Written request:
Please reproduce the entries that begin at the line containing "right hand in" and stop after the line containing "[618,213,657,258]", swapping "cycling shorts" for "bike shorts" and keeping everything else the same.

Supplied data:
(begin)

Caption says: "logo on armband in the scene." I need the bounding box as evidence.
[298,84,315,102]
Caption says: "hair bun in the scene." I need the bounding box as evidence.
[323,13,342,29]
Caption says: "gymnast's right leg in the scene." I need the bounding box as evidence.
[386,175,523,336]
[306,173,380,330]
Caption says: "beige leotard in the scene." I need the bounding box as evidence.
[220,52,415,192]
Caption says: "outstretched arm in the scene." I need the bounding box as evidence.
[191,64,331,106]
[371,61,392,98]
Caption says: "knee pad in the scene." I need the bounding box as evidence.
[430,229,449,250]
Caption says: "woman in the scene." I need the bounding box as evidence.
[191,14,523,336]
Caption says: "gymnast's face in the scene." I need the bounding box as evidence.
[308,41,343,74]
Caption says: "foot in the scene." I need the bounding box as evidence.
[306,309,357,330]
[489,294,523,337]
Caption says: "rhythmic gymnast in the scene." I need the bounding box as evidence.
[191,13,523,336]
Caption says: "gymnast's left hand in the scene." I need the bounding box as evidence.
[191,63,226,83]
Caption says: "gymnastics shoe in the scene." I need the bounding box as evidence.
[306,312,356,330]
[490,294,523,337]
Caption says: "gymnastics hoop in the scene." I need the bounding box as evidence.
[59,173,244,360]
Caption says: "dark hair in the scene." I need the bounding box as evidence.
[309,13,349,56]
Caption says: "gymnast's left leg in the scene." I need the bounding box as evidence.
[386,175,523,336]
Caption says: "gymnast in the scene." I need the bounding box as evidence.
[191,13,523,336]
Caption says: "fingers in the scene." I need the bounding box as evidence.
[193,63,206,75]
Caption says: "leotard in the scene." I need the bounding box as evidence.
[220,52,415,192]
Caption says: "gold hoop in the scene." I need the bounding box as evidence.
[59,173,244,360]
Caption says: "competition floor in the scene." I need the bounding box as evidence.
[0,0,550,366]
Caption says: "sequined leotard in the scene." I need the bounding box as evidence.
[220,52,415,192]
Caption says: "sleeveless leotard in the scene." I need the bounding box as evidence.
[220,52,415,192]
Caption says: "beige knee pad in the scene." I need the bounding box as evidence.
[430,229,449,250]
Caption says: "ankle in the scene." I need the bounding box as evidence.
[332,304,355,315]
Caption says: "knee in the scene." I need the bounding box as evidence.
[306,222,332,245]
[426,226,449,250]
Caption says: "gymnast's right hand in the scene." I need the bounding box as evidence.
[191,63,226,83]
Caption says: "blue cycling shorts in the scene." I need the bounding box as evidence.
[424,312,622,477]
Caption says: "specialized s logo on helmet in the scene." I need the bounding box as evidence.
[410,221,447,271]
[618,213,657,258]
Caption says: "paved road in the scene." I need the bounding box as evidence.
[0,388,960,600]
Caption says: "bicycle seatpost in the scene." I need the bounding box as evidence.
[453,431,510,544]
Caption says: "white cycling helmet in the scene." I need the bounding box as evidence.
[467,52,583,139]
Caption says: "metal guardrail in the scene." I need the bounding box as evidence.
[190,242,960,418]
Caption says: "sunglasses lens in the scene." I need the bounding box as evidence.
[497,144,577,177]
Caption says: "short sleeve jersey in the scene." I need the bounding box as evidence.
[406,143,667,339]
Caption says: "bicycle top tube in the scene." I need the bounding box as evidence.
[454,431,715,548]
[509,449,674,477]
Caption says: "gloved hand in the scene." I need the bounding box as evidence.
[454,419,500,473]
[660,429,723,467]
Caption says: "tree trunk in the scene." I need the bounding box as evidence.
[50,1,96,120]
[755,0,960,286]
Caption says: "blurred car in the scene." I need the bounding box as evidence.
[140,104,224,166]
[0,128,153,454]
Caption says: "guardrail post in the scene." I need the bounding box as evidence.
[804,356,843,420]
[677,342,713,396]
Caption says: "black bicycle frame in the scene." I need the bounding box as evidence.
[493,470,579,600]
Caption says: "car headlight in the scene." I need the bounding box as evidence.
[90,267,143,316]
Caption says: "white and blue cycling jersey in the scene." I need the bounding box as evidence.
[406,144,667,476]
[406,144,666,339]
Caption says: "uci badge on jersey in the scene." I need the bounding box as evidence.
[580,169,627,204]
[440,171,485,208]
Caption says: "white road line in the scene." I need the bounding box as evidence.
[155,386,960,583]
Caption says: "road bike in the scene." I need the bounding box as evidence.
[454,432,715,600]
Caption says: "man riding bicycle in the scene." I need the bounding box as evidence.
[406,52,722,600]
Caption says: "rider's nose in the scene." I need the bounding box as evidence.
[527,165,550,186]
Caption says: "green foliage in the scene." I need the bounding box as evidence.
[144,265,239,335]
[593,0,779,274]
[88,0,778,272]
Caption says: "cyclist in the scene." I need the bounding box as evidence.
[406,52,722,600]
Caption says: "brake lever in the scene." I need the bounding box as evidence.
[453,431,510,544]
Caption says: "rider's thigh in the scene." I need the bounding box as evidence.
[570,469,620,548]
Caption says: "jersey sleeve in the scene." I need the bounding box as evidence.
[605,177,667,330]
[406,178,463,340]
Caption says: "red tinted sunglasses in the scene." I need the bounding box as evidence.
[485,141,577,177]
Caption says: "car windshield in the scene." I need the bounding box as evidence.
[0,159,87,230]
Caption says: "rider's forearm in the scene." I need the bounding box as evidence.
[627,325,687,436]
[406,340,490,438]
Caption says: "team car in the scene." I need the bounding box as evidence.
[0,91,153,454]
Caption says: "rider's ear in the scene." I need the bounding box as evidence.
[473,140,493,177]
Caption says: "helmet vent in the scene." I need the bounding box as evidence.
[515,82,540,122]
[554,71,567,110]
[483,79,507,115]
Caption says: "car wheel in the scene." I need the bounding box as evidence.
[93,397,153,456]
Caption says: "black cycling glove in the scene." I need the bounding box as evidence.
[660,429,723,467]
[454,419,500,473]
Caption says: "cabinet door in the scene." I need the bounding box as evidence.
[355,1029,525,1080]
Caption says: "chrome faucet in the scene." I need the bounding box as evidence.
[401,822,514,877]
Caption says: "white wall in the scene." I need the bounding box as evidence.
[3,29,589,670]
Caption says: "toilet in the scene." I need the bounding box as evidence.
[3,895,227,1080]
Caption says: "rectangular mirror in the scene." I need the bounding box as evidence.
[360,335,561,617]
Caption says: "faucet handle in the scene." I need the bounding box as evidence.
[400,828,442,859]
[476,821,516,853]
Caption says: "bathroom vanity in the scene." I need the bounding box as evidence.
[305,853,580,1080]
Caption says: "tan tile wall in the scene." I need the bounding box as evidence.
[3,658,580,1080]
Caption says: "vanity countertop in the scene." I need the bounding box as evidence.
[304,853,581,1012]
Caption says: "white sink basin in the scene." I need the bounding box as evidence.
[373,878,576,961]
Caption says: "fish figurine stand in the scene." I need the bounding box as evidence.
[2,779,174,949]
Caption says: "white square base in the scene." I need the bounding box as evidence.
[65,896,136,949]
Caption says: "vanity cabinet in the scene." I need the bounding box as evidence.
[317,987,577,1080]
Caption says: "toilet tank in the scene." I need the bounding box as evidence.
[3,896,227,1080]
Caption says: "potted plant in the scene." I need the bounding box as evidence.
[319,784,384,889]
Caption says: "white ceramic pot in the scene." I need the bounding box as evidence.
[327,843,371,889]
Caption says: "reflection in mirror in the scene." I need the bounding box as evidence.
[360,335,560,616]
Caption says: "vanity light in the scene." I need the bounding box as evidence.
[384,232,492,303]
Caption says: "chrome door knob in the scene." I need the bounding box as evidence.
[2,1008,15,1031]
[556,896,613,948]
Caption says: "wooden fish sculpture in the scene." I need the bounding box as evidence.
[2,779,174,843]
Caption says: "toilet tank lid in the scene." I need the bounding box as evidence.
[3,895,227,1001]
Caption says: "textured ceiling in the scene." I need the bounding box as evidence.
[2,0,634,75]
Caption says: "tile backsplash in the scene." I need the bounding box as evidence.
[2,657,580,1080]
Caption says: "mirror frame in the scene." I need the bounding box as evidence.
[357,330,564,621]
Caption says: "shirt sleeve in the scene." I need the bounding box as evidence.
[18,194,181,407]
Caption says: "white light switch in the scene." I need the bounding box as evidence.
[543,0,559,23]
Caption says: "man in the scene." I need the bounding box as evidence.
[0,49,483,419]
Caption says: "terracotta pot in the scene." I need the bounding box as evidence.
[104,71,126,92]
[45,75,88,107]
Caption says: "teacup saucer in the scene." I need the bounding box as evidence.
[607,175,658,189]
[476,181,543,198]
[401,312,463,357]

(end)

Solution to the problem:
Caption says: "gymnast's right hand in the scene." I need the bounding box as evidence.
[191,63,226,83]
Caption says: "blue bike shorts in the scene." I need the bounding box as evidence.
[424,312,622,477]
Caption says: "specialized s logo on helmet in the scene." I need the bounding box as evidence.
[410,221,447,271]
[618,213,657,258]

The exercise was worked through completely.